Jerusalem is a multicultural city that holds significance for three of the world’s major religions – Judaism, Islam and Christianity.
As such it is a popular site for pilgrimages, as well as cultural tourism.
Divided between Israel and Palestine, there are also interesting political tours across the city.
Aside from the religious and historical sites, visitors are also attracted to the surrounding natural beauty, bustling atmosphere and unique culture of the city.
Israel and Palestine are both packed with historical attractions, and the relatively small size of both states make these great options for day trips.
Please keep in mind that if you do decide to visit any of the sites in the West Bank, you will need to cross security checkpoints, so factor this into your timings.
If possible, we suggest any day trips to the Palestinian Authority should be made with guided tour organisations.
Here are the top 15 best day trips that can be made from Jerusalem.

◆ **Objective**: Copy word for word the portion of the passage on Jerusalem from "Divided between Israel" up to and including "for day trips.". The lines of the dataset are separate material, unrelated to the passage on Jerusalem.

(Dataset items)
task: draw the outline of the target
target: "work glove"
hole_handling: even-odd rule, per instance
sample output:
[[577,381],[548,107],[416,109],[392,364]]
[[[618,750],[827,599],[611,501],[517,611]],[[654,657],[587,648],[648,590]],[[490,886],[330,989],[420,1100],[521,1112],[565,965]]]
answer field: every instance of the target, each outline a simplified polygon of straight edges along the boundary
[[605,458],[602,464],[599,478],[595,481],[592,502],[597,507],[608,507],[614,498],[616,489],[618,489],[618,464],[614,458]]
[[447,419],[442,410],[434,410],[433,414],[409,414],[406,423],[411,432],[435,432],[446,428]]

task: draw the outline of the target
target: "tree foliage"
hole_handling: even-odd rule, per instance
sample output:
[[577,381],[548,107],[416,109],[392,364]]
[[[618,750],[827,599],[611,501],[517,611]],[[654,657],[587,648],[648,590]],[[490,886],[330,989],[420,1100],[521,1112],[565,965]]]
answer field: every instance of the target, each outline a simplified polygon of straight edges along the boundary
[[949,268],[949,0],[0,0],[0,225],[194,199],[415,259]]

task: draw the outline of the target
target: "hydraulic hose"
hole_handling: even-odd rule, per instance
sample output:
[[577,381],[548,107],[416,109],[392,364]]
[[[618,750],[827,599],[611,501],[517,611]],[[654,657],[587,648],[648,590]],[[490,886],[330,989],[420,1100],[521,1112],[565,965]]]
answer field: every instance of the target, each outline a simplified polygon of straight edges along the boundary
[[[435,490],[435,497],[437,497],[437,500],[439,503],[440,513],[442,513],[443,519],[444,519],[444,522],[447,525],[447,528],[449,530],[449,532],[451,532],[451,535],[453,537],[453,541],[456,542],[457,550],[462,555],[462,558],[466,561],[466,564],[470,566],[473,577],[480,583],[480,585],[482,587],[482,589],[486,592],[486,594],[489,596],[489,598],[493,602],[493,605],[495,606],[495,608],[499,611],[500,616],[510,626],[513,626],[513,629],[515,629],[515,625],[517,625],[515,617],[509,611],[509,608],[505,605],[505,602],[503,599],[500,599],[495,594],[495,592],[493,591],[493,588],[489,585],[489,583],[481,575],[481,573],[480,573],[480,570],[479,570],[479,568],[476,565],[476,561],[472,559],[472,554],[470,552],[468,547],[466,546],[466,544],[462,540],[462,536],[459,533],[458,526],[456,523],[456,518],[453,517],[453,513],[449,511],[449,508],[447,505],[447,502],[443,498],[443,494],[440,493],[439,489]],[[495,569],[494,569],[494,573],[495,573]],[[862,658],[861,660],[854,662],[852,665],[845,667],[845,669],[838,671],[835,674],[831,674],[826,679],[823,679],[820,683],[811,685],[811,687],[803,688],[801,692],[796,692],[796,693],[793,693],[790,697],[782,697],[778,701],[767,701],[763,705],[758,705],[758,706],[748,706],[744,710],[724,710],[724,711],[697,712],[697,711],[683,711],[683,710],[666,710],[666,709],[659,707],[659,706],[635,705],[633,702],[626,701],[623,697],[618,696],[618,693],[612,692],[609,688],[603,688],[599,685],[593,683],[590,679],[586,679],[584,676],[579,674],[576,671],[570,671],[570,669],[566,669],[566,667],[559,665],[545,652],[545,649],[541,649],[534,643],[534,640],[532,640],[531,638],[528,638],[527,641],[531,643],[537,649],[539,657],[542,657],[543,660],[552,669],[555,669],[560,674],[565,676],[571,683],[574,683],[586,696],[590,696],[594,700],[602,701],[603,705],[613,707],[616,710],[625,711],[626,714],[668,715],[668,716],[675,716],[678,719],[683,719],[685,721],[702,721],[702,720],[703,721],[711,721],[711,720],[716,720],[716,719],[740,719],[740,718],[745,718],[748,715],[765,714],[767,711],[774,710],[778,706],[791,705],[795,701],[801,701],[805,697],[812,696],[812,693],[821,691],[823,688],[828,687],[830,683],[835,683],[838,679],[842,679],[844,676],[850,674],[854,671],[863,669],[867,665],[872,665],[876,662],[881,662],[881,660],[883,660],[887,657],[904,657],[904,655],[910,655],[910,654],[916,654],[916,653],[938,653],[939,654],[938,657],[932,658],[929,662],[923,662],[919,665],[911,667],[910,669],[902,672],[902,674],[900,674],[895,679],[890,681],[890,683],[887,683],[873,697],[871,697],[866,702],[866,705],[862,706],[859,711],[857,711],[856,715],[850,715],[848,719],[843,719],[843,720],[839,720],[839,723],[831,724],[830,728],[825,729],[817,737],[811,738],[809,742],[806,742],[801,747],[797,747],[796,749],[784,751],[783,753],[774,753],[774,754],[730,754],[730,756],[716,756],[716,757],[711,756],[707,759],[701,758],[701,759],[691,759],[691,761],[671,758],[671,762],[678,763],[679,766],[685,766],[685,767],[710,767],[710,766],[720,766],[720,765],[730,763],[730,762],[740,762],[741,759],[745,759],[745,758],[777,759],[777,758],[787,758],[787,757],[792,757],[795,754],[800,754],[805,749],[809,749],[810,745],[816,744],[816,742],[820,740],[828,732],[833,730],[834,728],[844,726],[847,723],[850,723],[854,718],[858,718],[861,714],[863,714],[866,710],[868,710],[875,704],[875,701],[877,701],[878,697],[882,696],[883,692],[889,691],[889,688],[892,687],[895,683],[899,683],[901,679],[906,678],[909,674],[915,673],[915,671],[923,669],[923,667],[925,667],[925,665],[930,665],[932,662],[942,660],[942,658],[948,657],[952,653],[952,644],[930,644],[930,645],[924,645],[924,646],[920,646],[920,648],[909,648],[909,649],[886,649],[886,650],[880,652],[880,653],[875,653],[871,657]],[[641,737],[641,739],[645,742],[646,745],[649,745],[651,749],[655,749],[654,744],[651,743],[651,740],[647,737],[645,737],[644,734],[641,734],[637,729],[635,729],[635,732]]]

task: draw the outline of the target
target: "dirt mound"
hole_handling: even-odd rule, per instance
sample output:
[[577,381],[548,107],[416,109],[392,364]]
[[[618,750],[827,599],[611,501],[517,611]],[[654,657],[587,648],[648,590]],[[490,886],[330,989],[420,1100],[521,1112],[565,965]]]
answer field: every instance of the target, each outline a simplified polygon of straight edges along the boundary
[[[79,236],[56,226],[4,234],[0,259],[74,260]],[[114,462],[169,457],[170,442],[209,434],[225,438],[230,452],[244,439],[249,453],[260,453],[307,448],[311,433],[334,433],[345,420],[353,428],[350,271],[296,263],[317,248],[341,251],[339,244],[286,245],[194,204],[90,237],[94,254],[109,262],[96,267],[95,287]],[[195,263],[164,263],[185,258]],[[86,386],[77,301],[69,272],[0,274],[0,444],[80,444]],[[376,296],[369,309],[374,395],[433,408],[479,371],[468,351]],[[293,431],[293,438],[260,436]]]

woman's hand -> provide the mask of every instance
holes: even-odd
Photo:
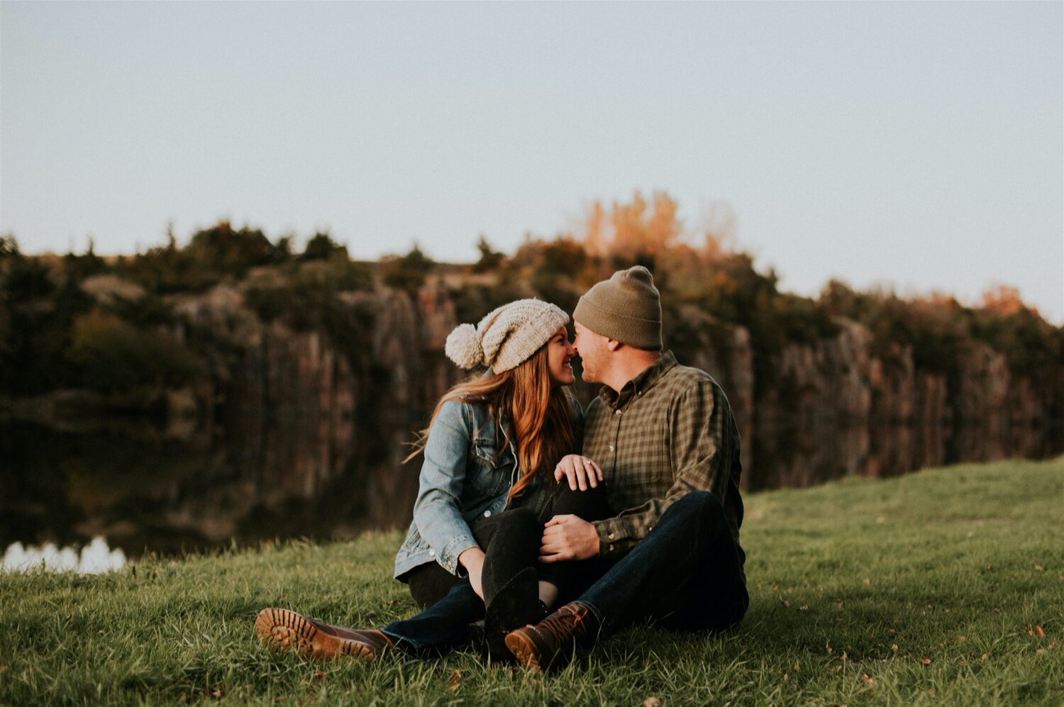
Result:
[[[602,481],[602,470],[582,454],[566,454],[554,467],[554,481],[561,482],[563,476],[569,479],[571,490],[580,487],[581,491],[586,491],[588,486],[595,488]]]
[[[459,553],[459,563],[469,573],[469,586],[477,592],[477,596],[484,599],[484,588],[480,583],[480,575],[484,570],[484,551],[477,545],[466,548]]]

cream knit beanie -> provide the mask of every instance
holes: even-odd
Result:
[[[460,368],[488,366],[496,373],[522,364],[547,343],[569,315],[542,300],[517,300],[493,309],[472,324],[460,324],[447,337],[444,353]]]
[[[653,275],[642,265],[618,270],[577,302],[572,318],[596,334],[635,347],[662,348],[662,302]]]

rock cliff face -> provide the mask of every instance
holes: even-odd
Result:
[[[210,375],[169,391],[163,442],[116,450],[112,438],[82,454],[85,472],[63,482],[67,505],[52,515],[132,553],[405,524],[419,468],[403,458],[462,375],[443,353],[455,301],[442,286],[346,293],[328,331],[295,331],[261,320],[234,287],[181,296],[170,334]],[[1017,373],[969,340],[941,370],[922,370],[903,347],[872,355],[870,333],[849,321],[764,360],[742,327],[689,306],[666,316],[680,324],[667,346],[728,394],[747,489],[1064,451],[1062,361]],[[586,405],[595,388],[575,391]],[[69,440],[28,443],[52,450],[40,469],[69,466],[55,456]],[[16,487],[39,473],[24,471]]]
[[[339,334],[264,324],[232,288],[179,310],[184,338],[205,332],[225,344],[213,347],[226,353],[213,358],[214,388],[199,391],[200,408],[225,438],[242,440],[232,461],[240,478],[253,479],[252,495],[280,509],[353,474],[363,484],[351,500],[355,515],[367,526],[393,524],[408,517],[416,489],[416,465],[402,465],[408,444],[461,375],[443,355],[458,323],[454,304],[437,286],[415,297],[348,294],[343,304]],[[785,346],[769,361],[775,380],[759,385],[744,329],[714,327],[694,307],[678,315],[686,337],[677,355],[724,386],[749,488],[1037,456],[1062,444],[1050,422],[1062,409],[1064,365],[1034,381],[967,341],[949,374],[926,371],[908,348],[871,355],[871,334],[845,321],[833,338]],[[591,386],[577,392],[585,403],[594,394]]]

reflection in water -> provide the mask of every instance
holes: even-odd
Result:
[[[120,549],[111,550],[107,541],[101,537],[93,538],[93,542],[82,548],[81,553],[73,548],[60,550],[51,542],[39,549],[32,545],[23,548],[21,542],[13,542],[4,552],[3,565],[0,567],[13,572],[45,569],[100,574],[126,567],[126,553]]]
[[[347,425],[358,427],[358,419],[311,433],[306,424],[275,419],[219,439],[211,432],[178,438],[130,421],[77,431],[0,423],[0,548],[81,545],[102,536],[129,556],[173,555],[276,538],[348,538],[410,522],[419,465],[400,464],[403,439],[352,432]],[[413,426],[408,420],[392,428]],[[759,432],[744,470],[748,490],[1064,451],[1060,427]],[[70,554],[54,545],[49,556],[69,563]],[[46,550],[37,552],[34,565],[48,563]]]

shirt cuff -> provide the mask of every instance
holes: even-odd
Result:
[[[595,532],[599,536],[599,555],[602,557],[619,554],[631,546],[628,531],[625,529],[619,519],[609,518],[595,521],[594,525]]]

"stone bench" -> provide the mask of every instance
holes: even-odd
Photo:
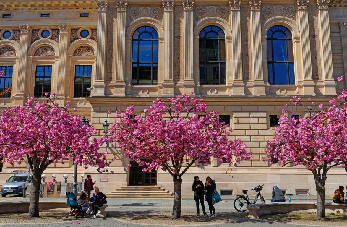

◆ **Exercise answer**:
Divided between Israel and Palestine, there are also interesting political tours across the city.
Aside from the religious and historical sites, visitors are also attracted to the surrounding natural beauty, bustling atmosphere and unique culture of the city.
Israel and Palestine are both packed with historical attractions, and the relatively small size of both states make these great options for day trips.